Copy the listing below word for word, leaving out the pictures.
## begin
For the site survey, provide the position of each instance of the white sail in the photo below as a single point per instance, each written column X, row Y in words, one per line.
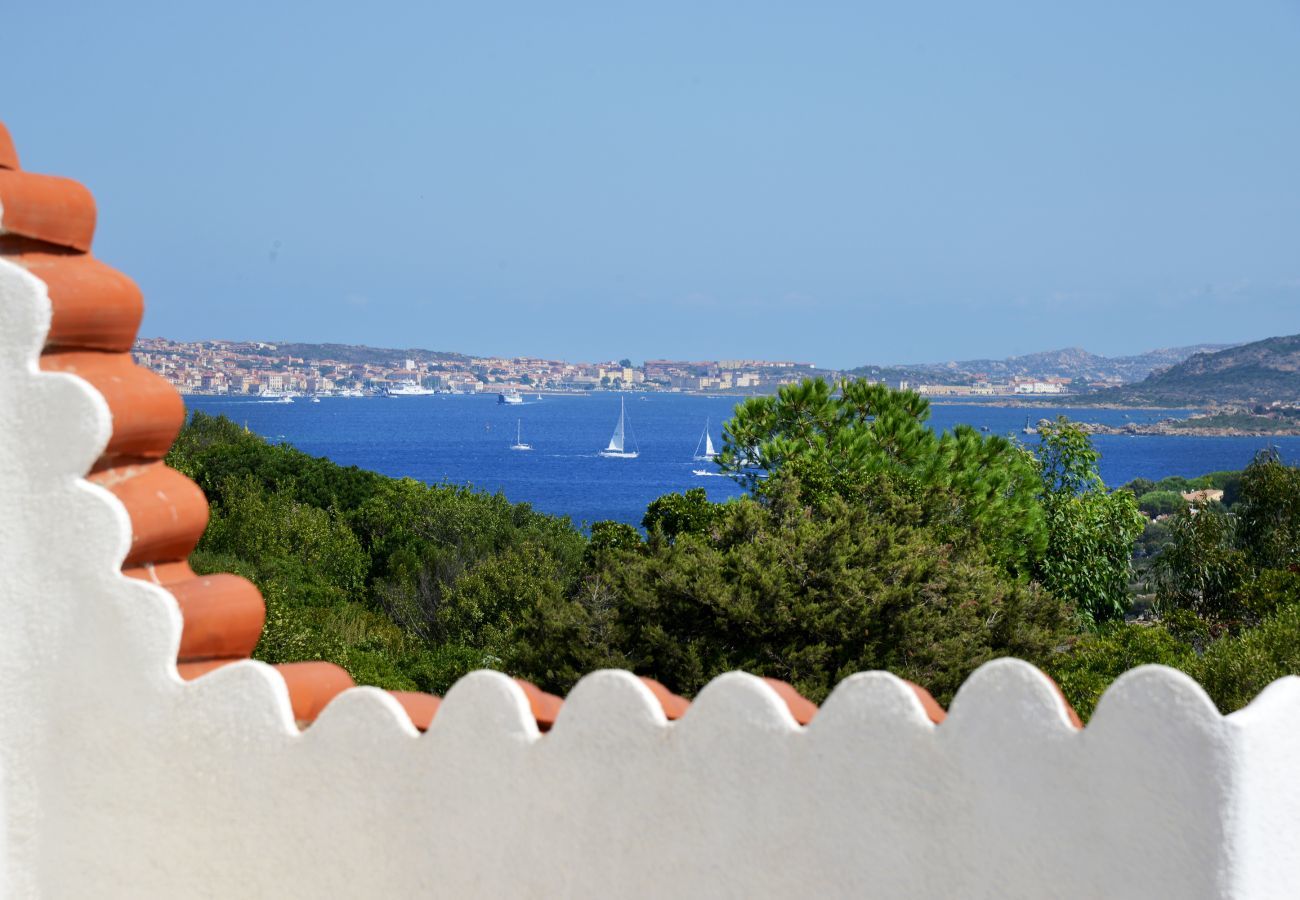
column 616, row 441
column 618, row 444
column 707, row 441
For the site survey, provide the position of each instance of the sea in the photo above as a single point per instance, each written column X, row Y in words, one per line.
column 466, row 438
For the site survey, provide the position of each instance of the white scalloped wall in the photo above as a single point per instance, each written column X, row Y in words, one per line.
column 118, row 779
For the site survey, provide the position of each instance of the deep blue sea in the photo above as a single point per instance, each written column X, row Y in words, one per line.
column 466, row 440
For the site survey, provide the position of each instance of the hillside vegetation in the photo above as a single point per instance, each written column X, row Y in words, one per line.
column 871, row 542
column 1260, row 372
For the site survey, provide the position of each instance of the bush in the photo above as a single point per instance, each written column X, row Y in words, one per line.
column 1093, row 661
column 1161, row 502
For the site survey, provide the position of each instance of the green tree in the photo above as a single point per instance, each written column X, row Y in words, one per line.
column 681, row 514
column 1091, row 532
column 970, row 488
column 805, row 592
column 1269, row 513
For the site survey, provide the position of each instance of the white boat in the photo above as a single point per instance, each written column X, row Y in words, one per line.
column 519, row 437
column 618, row 445
column 707, row 441
column 408, row 389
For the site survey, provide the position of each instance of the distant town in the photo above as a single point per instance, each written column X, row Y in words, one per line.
column 287, row 370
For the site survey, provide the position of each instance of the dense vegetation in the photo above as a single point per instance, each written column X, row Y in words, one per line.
column 865, row 541
column 1262, row 371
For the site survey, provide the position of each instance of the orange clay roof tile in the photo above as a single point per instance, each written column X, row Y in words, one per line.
column 168, row 511
column 800, row 708
column 934, row 712
column 222, row 617
column 47, row 208
column 47, row 225
column 674, row 706
column 8, row 155
column 95, row 307
column 545, row 706
column 311, row 684
column 420, row 706
column 147, row 411
column 160, row 572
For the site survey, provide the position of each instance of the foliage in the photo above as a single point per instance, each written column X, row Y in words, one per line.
column 375, row 574
column 970, row 489
column 1161, row 502
column 807, row 592
column 681, row 514
column 1097, row 658
column 1091, row 532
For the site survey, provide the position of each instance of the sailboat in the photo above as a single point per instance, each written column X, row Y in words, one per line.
column 618, row 448
column 707, row 441
column 519, row 437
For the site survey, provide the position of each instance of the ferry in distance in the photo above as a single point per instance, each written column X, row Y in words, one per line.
column 408, row 389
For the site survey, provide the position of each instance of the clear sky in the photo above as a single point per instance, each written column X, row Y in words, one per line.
column 837, row 182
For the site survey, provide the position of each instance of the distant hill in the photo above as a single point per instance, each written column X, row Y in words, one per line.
column 1257, row 372
column 359, row 354
column 1074, row 363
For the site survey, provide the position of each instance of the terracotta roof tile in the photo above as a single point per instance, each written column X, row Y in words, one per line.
## end
● **Solution**:
For the site survey, provide the position of each instance of the white sail in the photo below as a single point per instance, each written column X, row Y in words, one per line.
column 616, row 441
column 618, row 444
column 707, row 441
For the site survey, provide the position of each instance of the sea in the photo above as a single point per instance, each written column X, row Y in words, one per line.
column 466, row 438
For the site survey, provide the position of each instance of the white scalloped wall in the photo above as a single point per instance, each written column X, row Y in words, one per line.
column 118, row 779
For the site survey, provide the position of each instance of the deep blue sea in the photo above as a single point per instance, each written column X, row Y in words, one per line.
column 466, row 440
For the site survey, provide the position of each instance of the hillside vegetation in the photo above as a single point per instance, each written column X, row Y in words, one per line.
column 871, row 542
column 1260, row 372
For the site survey, provide the position of each instance of the bush in the photo above as a single point per instance, each written column X, row Y in words, one per line.
column 1093, row 661
column 1161, row 502
For the site survey, provide the position of each instance of the green tree in the photo above as a single point per instance, each written column X, row Y in words, one per line.
column 681, row 514
column 1091, row 532
column 970, row 488
column 805, row 592
column 1269, row 513
For the site survey, provide the position of each instance of the white boat in the photo above as a single point per instance, each written column X, row Y in words, one per line.
column 519, row 437
column 618, row 445
column 707, row 441
column 408, row 389
For the site survey, provide the position of each instance of the distant town in the photo above as a single point per instance, each written column X, row Y in words, one per line.
column 287, row 370
For the site survey, provide the position of each instance of the dense vegetation in the photo above as a single point per instance, each written column X, row Y in words, one per line.
column 865, row 541
column 1262, row 371
For the site survey, provide the position of each instance of the orange clay roof tile in the photo above as a single point per instance, each written column X, row Y in words, one per line.
column 168, row 511
column 800, row 708
column 934, row 712
column 222, row 617
column 47, row 208
column 47, row 225
column 674, row 706
column 8, row 155
column 95, row 307
column 545, row 706
column 311, row 684
column 420, row 706
column 147, row 411
column 160, row 572
For the site survey, provide the position of each instance of the foliage in the photo above as a single point per instance, each written column X, row Y in words, one per line.
column 375, row 574
column 970, row 489
column 1161, row 502
column 807, row 592
column 681, row 514
column 1097, row 658
column 1091, row 532
For the site survey, provide the position of each instance of the sailboat in the photo above as a single point per instance, each written column X, row Y in words, one per line.
column 618, row 448
column 707, row 441
column 519, row 437
For the site survey, provide the position of each instance of the ferry in distance in the photo above as a single point per instance, each written column X, row Y in words, one per line.
column 408, row 389
For the site survey, provide the position of each instance of the clear sky in the photo above as a single point per instance, each written column X, row Y in words, one per line.
column 837, row 182
For the site survey, provide the position of each instance of the distant hill in the photo above as a single point per instance, each written column X, row Y in words, one per line.
column 1257, row 372
column 359, row 354
column 1074, row 363
For the site survey, provide the position of each instance of the terracotta roof tile in the photo above as a single point per instance, each written column X, row Y in words, one per line.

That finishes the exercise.